- Your task: Check the listing below line by line and report how many lines hold "light", with no other words.
(Supplied data begins)
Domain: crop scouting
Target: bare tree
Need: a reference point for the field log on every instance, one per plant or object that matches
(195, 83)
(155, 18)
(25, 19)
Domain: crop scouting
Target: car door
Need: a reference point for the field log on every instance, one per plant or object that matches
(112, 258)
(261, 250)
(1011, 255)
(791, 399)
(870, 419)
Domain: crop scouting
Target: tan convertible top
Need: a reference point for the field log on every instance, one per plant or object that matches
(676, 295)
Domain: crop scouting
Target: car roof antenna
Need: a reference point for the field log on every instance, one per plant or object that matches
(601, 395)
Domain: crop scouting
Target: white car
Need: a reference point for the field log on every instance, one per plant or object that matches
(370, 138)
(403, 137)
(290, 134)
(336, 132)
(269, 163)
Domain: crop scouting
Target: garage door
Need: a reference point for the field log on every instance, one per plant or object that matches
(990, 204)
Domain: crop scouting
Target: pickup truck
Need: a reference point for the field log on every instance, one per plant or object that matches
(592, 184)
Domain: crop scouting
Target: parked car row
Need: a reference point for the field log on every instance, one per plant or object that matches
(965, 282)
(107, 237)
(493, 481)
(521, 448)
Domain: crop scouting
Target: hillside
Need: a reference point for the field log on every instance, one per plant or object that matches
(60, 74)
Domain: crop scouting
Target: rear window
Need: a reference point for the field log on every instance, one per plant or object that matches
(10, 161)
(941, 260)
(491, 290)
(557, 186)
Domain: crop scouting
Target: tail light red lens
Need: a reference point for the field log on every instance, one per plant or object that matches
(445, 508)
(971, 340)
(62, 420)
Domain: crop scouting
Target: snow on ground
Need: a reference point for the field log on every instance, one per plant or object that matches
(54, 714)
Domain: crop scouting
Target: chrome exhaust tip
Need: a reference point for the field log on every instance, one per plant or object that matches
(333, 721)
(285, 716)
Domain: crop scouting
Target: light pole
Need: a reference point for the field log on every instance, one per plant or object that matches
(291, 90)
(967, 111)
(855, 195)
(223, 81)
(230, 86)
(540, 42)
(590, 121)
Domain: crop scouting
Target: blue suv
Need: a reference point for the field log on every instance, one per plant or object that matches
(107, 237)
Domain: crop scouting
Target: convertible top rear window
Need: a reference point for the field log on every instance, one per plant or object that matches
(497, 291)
(Supplied data ends)
- Solved problem: 2